Stated problem -> Can you put every line of the entries below into a numbered list, leaving out any blank lines?

══════════

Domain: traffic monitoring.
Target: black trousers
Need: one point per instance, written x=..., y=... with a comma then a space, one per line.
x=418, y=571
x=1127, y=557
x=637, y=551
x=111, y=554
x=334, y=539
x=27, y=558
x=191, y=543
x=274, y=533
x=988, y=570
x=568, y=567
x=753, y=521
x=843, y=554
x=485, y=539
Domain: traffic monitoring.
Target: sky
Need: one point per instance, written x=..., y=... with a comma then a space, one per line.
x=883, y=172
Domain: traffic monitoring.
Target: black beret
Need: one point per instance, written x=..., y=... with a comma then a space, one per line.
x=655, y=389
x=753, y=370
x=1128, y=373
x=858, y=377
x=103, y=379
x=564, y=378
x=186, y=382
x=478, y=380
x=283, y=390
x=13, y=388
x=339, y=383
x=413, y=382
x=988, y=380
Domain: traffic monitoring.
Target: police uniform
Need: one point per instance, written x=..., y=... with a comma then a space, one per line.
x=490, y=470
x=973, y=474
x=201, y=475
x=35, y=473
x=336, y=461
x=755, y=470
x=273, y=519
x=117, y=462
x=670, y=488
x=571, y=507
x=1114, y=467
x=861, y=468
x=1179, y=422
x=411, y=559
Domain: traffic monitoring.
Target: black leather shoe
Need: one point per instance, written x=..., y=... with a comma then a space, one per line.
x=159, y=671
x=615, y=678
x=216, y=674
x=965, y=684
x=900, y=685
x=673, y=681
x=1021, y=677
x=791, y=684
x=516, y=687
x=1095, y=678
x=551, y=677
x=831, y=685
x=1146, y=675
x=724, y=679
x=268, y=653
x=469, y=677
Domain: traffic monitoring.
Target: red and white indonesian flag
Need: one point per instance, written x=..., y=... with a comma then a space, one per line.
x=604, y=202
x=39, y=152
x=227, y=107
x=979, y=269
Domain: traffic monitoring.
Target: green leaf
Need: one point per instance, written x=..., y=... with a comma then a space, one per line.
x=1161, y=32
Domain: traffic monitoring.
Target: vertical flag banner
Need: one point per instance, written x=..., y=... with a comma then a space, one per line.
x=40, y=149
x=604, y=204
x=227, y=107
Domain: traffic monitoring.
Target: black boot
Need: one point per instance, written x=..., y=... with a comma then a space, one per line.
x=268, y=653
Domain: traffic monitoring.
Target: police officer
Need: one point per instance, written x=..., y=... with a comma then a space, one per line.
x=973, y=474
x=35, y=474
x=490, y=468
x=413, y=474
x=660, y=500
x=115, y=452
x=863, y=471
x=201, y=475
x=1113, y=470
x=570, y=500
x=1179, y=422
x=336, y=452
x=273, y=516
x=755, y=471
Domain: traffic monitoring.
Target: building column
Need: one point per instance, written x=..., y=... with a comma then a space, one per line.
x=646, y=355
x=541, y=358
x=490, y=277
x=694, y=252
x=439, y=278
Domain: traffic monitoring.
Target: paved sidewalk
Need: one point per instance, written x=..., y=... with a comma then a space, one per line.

══════════

Response ->
1. Domain: traffic monitoring.
2. Target: black trousers
3. Need: one point per instance, written x=..., y=... with a comma then a space, one per line.
4. x=418, y=571
5. x=1127, y=557
6. x=637, y=551
7. x=111, y=554
8. x=334, y=539
9. x=27, y=558
10. x=191, y=543
11. x=274, y=533
12. x=988, y=570
13. x=568, y=567
14. x=753, y=521
15. x=843, y=554
16. x=485, y=539
17. Domain: traffic monitoring.
18. Target: sky
19. Need: one point per instance, written x=..., y=... with a comma then a space, one per line.
20. x=883, y=172
21. Domain: traffic monitoring.
22. Target: black beret
23. Need: one point per instance, written x=..., y=... with a comma then a space, one per line.
24. x=655, y=389
25. x=753, y=370
26. x=1128, y=373
27. x=858, y=377
28. x=103, y=379
29. x=564, y=378
30. x=186, y=382
31. x=478, y=380
32. x=283, y=390
33. x=13, y=388
34. x=339, y=383
35. x=413, y=382
36. x=988, y=380
37. Domain: traffic monitoring.
38. Target: police uniform
39. Need: one point per instance, written x=..., y=... with a comma then a space, one per line.
40. x=490, y=470
41. x=973, y=474
42. x=201, y=475
43. x=35, y=473
44. x=336, y=461
45. x=755, y=470
46. x=273, y=519
47. x=117, y=462
48. x=670, y=488
49. x=571, y=507
50. x=1114, y=467
51. x=861, y=468
52. x=1179, y=422
53. x=411, y=559
54. Domain: traffic monitoring.
55. Target: black leather shoe
56. Need: one point per instance, written x=..., y=... with a comma then a space, one per line.
57. x=159, y=671
58. x=615, y=678
59. x=216, y=674
60. x=965, y=684
61. x=900, y=685
62. x=673, y=681
63. x=1021, y=677
64. x=791, y=684
65. x=516, y=687
66. x=1095, y=678
67. x=551, y=677
68. x=831, y=685
69. x=1146, y=675
70. x=724, y=679
71. x=268, y=653
72. x=469, y=677
73. Domain: traffic monitoring.
74. Target: red and white indonesian flag
75. Need: one point per instance, written x=..., y=... with a comma then a space, one per line.
76. x=604, y=202
77. x=39, y=152
78. x=227, y=107
79. x=979, y=269
80. Domain: traffic monitoring.
81. Target: green leaf
82. Need: one point per instance, written x=..., y=... with a comma then a space, one per line.
83. x=1161, y=32
84. Domain: traffic monitoring.
85. Target: vertical flag banner
86. Need: one point per instance, written x=..., y=... with a comma then a space, one per line.
87. x=40, y=149
88. x=604, y=204
89. x=227, y=107
90. Domain: traffic monitoring.
91. Target: black boot
92. Need: one point per instance, written x=..., y=... with a comma then a space, one per line.
93. x=268, y=653
94. Domain: traffic monitoring.
95. Target: police officer
96. Need: one point per instance, written x=..., y=... with a comma then a space, one per line.
97. x=973, y=474
98. x=35, y=474
99. x=490, y=468
100. x=413, y=474
101. x=660, y=500
102. x=115, y=452
103. x=863, y=471
104. x=201, y=475
105. x=1113, y=470
106. x=570, y=500
107. x=1179, y=422
108. x=336, y=452
109. x=273, y=516
110. x=755, y=471
111. Domain: traffic monitoring.
112. Target: building column
113. Need: one point per instance, written x=..., y=... with a comma then a space, one per line.
114. x=646, y=355
115. x=541, y=358
116. x=490, y=277
117. x=694, y=252
118. x=439, y=278
119. Domain: traffic monitoring.
120. Target: paved sidewalk
121. Need: one point per instance, written x=..., y=... with a comma then a space, one per line.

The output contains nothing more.